# Bedtime supplement routine...



## JMRQ (Sep 12, 2010)

Here's the supplements I use at bedtime :

Casein protein
Arginine pyroglutamate (GH-releaser)
ZMA


Now I'm trying to cut so would casein be a bad choice, since I might be better off with less calories ?

What should I take?


----------



## theCaptn' (Sep 12, 2010)

the caseins a good choice but you're wasting your money with zma and arginine . . . .worthless placebos that if they do work the difference to too minute to bother with

 low-fat cottage cheese, or if you're bulking cottage cheese and natty PB


----------



## JMRQ (Sep 12, 2010)

You really think those are just a placebo?

I've heard about their studies and I must beg to differ...


----------



## delsolrob (Sep 12, 2010)

ZMA is beneficial, but it's losing benefits by taking it with things rich in calcium (casein and cottage cheese).


----------



## theCaptn' (Sep 12, 2010)

yeah, people who abuse placebos always 'beg to differ' citing this study and that. Has Arginine really done anything noticable for you, or you just taking someone else's word for it? 

You'd be better off investing in a juicer, and smashing through fresh veges and herbs to get super-loaded hits of VMA. Beets, parsley, spinich, ginger, carrot, pear . . you can add in spirulina powder, whey and creatine if you like.

 . . take this sort of concoction postWO . . guarentee you will 'feel' something


----------



## theCaptn' (Sep 12, 2010)

delsolrob said:


> ZMA is beneficial, but it's losing benefits by taking it with things rich in calcium (casein and cottage cheese).


 
fuck ZMA . . i'd take casein and/or cottage cheese over it any day of the week . .  I get the feeling delsolrob is one of those brainwashed fags from AnabolicMinds


----------



## JMRQ (Sep 12, 2010)

delsolrob said:


> ZMA is beneficial.



Not only that but it gives its users INCREDIBLE DREAMS !!!

I have never been so amazed by what I experience in sleep...


----------



## delsolrob (Sep 12, 2010)

TheCapt'n said:


> fuck ZMA . . i'd take casein and/or cottage cheese over it any day of the week . . I get the feeling delsolrob is one of those brainwashed fags from AnabolicMinds


 
wow, thanks for the welcome Captain!

I wasn't saying to stop taking cottage cheese...there's nothing more important than FOOD!  while i see that one way my post could have been read might have implied I was leaning in the other direction, that's not the case.

I was trying to make him understand that it's counterproductive to take it with calcium rich food!  is that not the case?


----------



## theCaptn' (Sep 12, 2010)

delsolrob said:


> wow, thanks for the welcome Captain!

● **Work task 1**
Do these statements agree with the thread on bedtime supplements? Answer yes or no for each, quoting the deciding words. (a) Casein protein is one of the supplements JMRQ uses at bedtime. (b) theCaptn' calls casein a poor choice. (c) delsolrob says ZMA loses benefits when taken with calcium-rich foods.
● **Work task 2**
In the thread on bedtime supplements, what does theCaptn' say would be a better thing to invest in?
● **Work task 3**
Retype the part of the thread on bedtime supplements that opens with the words containing "the caseins a" and closes with "beg to differ...".

● **Provided information**
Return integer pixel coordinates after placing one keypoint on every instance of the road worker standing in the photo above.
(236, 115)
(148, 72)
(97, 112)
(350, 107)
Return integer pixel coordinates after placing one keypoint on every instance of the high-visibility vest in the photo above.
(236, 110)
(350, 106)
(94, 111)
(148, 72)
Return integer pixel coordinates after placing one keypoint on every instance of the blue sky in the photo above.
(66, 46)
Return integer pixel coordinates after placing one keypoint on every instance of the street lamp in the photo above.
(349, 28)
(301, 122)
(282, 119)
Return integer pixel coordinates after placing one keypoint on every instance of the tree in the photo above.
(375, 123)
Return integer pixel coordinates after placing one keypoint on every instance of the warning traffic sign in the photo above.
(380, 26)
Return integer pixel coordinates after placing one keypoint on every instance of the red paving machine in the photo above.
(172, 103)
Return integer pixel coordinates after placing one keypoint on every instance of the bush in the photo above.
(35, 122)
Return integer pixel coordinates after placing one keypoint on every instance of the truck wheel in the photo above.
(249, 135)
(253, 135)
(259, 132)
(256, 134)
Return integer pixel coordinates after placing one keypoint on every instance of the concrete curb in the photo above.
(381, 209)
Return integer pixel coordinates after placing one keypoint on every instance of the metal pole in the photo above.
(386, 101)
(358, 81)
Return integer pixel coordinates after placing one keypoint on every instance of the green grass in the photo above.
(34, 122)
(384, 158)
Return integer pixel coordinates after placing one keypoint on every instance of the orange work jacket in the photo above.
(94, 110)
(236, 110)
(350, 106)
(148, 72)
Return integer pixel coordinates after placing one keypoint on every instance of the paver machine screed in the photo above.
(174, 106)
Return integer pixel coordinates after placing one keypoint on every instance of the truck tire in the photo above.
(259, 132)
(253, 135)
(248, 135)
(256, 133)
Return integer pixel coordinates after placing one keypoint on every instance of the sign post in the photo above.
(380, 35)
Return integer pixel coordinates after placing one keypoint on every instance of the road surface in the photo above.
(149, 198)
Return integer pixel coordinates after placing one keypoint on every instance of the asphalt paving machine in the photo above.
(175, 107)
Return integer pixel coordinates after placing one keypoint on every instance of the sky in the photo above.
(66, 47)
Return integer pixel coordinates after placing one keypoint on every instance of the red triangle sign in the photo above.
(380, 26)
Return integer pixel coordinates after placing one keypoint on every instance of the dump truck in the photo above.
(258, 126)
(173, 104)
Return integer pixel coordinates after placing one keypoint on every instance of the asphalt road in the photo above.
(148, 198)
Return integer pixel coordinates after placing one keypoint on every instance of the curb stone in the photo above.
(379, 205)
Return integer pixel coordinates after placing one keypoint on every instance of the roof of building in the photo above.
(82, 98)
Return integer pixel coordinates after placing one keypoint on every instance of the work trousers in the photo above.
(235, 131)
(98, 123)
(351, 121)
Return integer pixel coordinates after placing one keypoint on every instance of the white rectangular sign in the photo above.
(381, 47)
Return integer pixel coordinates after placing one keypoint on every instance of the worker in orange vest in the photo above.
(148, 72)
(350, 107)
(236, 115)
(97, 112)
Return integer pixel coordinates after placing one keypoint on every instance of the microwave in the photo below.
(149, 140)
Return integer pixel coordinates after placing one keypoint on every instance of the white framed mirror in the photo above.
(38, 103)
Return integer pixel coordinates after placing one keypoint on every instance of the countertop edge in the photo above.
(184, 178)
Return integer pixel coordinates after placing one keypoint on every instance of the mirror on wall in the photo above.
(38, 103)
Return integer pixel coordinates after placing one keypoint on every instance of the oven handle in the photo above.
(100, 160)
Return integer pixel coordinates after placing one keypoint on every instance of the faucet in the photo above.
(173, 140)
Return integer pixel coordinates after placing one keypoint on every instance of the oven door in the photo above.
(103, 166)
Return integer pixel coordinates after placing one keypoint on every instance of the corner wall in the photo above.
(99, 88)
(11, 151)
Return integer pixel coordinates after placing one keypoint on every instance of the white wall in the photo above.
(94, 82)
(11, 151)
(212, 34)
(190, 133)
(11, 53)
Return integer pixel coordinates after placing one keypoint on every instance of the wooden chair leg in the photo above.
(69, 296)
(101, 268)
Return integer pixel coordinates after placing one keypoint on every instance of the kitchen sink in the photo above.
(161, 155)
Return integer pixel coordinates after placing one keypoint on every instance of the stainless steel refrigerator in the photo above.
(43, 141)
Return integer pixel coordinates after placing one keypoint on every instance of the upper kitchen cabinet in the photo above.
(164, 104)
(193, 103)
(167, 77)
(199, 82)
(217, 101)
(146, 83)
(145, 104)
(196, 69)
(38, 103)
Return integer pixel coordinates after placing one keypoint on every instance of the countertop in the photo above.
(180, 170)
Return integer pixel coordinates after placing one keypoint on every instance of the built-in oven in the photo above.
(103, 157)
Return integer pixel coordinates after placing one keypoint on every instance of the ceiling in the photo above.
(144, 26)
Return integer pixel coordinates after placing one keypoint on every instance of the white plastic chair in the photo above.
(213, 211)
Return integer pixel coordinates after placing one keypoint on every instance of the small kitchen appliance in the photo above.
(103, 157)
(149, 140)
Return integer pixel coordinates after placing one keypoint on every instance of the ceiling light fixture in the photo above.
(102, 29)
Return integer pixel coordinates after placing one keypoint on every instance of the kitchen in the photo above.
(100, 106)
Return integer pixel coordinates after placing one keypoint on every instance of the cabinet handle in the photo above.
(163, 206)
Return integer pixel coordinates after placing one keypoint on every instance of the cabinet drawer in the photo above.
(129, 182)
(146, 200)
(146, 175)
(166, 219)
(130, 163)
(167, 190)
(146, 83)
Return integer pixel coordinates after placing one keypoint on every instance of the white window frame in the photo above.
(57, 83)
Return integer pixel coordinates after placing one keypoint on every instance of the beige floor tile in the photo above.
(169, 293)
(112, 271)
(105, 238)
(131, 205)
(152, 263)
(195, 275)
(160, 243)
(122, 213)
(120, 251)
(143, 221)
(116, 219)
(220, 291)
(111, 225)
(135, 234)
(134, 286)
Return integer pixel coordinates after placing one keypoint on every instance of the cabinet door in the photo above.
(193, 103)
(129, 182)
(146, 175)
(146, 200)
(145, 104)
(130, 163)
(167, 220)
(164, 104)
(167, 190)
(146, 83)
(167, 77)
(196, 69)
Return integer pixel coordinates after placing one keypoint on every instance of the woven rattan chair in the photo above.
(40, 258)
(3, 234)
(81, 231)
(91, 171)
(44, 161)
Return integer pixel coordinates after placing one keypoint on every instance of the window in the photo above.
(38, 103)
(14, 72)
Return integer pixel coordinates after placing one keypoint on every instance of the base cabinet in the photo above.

● **Exercise output 1**
(a) Yes: "Casein protein"
(b) No: "the caseins a good choice"
(c) Yes: "it's losing benefits by taking it with things rich in calcium"

● **Exercise output 2**
A juicer.

● **Exercise output 3**
the caseins a good choice but you're wasting your money with zma and arginine . . . .worthless placebos that if they do work the difference to too minute to bother with

 low-fat cottage cheese, or if you're bulking cottage cheese and natty PB


----------



## JMRQ (Sep 12, 2010)

You really think those are just a placebo?

I've heard about their studies and I must beg to differ...